Extracted information:
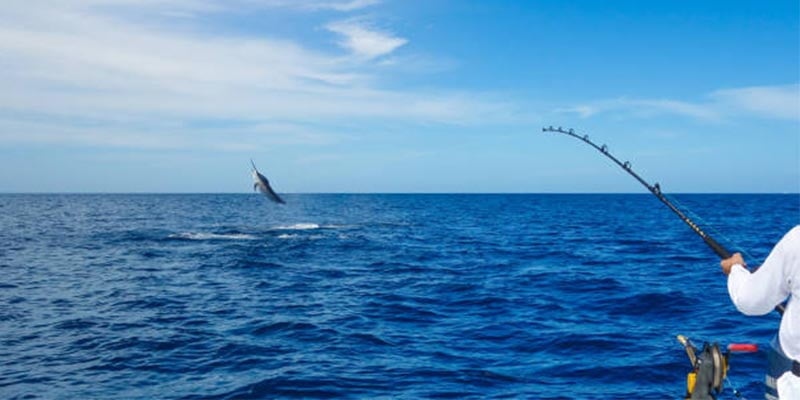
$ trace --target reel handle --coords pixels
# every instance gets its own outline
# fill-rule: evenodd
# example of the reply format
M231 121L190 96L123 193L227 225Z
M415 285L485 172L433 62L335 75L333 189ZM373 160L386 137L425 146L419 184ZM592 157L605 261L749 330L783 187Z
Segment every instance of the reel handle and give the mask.
M728 345L728 351L731 353L756 353L758 352L758 345L753 343L731 343Z

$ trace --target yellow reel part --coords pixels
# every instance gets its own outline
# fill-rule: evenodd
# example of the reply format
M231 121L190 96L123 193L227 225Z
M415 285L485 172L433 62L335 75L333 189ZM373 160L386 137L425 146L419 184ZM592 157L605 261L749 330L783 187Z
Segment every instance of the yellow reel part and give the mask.
M694 392L694 384L697 383L697 374L694 372L689 372L686 374L686 393L689 394L691 397L692 392ZM687 399L689 398L687 397Z

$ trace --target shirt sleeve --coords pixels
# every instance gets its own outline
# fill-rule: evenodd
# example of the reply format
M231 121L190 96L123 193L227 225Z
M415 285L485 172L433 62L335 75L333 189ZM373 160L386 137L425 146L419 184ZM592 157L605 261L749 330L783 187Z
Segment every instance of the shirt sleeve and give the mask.
M789 235L781 239L755 272L736 264L728 275L728 294L736 308L746 315L764 315L789 296L786 279L785 247Z

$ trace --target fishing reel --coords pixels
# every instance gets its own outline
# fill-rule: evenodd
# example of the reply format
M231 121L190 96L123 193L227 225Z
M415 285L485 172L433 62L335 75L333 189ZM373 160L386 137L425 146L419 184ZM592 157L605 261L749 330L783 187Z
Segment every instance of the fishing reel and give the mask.
M678 335L678 341L692 363L692 372L686 376L687 400L715 400L722 393L722 386L728 375L730 353L758 351L758 346L753 344L729 344L727 351L723 353L719 344L706 342L698 356L698 349L689 338Z

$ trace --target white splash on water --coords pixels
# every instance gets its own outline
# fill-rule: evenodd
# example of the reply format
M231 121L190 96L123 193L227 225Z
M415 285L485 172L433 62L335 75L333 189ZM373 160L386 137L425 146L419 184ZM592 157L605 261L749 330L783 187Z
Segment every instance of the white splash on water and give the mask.
M286 231L305 231L305 230L309 230L309 229L319 229L319 228L320 228L320 226L318 224L301 222L299 224L293 224L293 225L276 226L273 229L286 230Z
M252 240L256 239L253 235L246 233L210 233L210 232L184 232L169 235L176 239L189 240Z

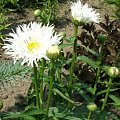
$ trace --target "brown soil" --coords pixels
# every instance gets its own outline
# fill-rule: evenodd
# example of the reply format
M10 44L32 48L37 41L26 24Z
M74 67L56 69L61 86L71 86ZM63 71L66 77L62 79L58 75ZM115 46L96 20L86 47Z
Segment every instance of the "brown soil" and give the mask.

What to work on:
When the listing is transcribed, every line must match the original exactly, and the pictures must be left out.

Answer to the exercise:
$ trace --target reel handle --coords pixels
# every instance gets its own outline
# fill-rule: evenodd
# example of the reply format
M231 121L190 96L123 193L227 225Z
M415 285L485 172L433 62L335 75L333 189ZM373 160L386 137L425 146L419 184ZM592 157L605 261L749 330L783 187Z
Segment every instance of the reel handle and give the mask.
M728 345L728 351L731 353L756 353L758 352L758 345L753 343L731 343Z

$ trace --target yellow reel part --coords pixels
# every instance gets its own outline
# fill-rule: evenodd
# example of the reply format
M231 121L190 96L123 193L227 225Z
M415 285L485 172L433 62L335 75L333 189ZM373 160L386 137L425 146L419 184ZM592 157L605 261L749 330L783 187Z
Segment every instance of the yellow reel part and give the mask.
M694 392L694 384L697 383L697 374L694 372L689 372L686 374L686 393L689 394L691 397L692 392ZM687 399L689 398L687 397Z

$ trace --target shirt sleeve --coords pixels
# every instance gets its own outline
# fill-rule: evenodd
# example of the reply format
M231 121L190 96L123 193L227 225Z
M415 285L485 172L433 62L335 75L333 189ZM373 160L386 137L425 146L419 184ZM592 157L605 261L749 330L783 187Z
Segment every instance of the shirt sleeve and give the mask.
M789 235L781 239L755 272L736 264L728 275L728 294L736 308L746 315L764 315L789 296L786 279L785 247Z

$ trace --target fishing reel --coords pixels
# every instance gets its own outline
# fill-rule: evenodd
# example of the reply format
M231 121L190 96L123 193L227 225Z
M415 285L485 172L433 62L335 75L333 189ZM373 160L386 137L425 146L419 184ZM592 157L605 261L749 330L783 187Z
Segment every instance of the fishing reel and give the mask.
M678 335L678 341L692 363L692 372L686 376L687 400L715 400L722 393L722 386L728 375L730 353L758 351L758 346L753 344L729 344L727 351L723 353L719 344L706 342L698 356L698 349L689 338Z

$ trace --target white splash on water --coords pixels
# every instance gets its own outline
# fill-rule: evenodd
# example of the reply format
M231 121L190 96L123 193L227 225Z
M415 285L485 172L433 62L335 75L333 189ZM373 160L386 137L425 146L419 184ZM592 157L605 261L749 330L783 187Z
Segment every instance of the white splash on water and give the mask.
M286 231L305 231L305 230L309 230L309 229L319 229L319 228L320 228L320 226L318 224L301 222L299 224L293 224L293 225L276 226L273 229L286 230Z
M252 240L256 239L253 235L246 233L210 233L210 232L184 232L169 235L176 239L189 240Z

$ trace --target "brown soil" --coords pixels
# every instance gets its own outline
# fill-rule: evenodd
# example of the reply format
M10 44L32 48L37 41L26 24Z
M74 67L56 69L61 86L71 86ZM63 71L66 77L62 79L58 75ZM115 46L96 20L86 47Z
Segment every instance of the "brown soil" and give the mask.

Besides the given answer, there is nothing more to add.